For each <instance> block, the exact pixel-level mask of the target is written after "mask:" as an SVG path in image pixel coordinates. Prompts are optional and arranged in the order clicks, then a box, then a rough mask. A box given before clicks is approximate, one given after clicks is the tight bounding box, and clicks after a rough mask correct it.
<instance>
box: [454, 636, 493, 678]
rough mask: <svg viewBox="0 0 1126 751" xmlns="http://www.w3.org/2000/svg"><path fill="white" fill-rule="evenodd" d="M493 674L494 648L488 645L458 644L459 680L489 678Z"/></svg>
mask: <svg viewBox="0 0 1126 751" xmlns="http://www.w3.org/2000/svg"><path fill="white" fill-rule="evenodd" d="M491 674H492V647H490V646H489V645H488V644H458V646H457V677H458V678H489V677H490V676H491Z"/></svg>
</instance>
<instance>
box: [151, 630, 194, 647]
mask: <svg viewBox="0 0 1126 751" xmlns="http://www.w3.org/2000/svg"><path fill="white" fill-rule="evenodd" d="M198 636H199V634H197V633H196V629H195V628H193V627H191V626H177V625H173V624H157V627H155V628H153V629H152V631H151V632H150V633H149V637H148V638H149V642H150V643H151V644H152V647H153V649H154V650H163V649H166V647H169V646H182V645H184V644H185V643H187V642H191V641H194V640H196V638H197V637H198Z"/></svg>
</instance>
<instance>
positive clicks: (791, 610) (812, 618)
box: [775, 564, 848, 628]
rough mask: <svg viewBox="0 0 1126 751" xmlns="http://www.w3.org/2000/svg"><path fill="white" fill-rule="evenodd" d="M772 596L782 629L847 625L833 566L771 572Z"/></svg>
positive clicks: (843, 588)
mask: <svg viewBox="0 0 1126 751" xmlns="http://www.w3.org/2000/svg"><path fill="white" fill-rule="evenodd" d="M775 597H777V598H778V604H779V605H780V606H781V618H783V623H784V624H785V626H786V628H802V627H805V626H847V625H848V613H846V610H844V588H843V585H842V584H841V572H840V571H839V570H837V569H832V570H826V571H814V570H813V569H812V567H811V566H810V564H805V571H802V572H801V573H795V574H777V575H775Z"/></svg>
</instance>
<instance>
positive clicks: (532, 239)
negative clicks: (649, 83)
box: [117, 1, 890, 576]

:::::

TASK DETAILS — Nothing but the lines from the one containing "596L782 629L847 625L833" through the last line of the material should be returned, each exactly as written, both ends included.

RESPONSE TO THE EXERCISE —
rough mask: <svg viewBox="0 0 1126 751" xmlns="http://www.w3.org/2000/svg"><path fill="white" fill-rule="evenodd" d="M772 596L782 629L847 625L833 566L771 572Z"/></svg>
positive clicks: (843, 588)
mask: <svg viewBox="0 0 1126 751" xmlns="http://www.w3.org/2000/svg"><path fill="white" fill-rule="evenodd" d="M775 597H777V598H778V604H779V605H780V606H781V618H783V623H784V624H785V626H786V628H802V627H805V626H847V625H848V613H846V610H844V588H843V585H842V584H841V572H840V571H839V570H837V569H832V570H826V571H814V570H813V569H812V567H811V566H810V564H805V571H802V572H801V573H795V574H777V575H775Z"/></svg>
</instance>
<instance>
positive clicks: (532, 239)
negative clicks: (649, 83)
box: [117, 1, 890, 576]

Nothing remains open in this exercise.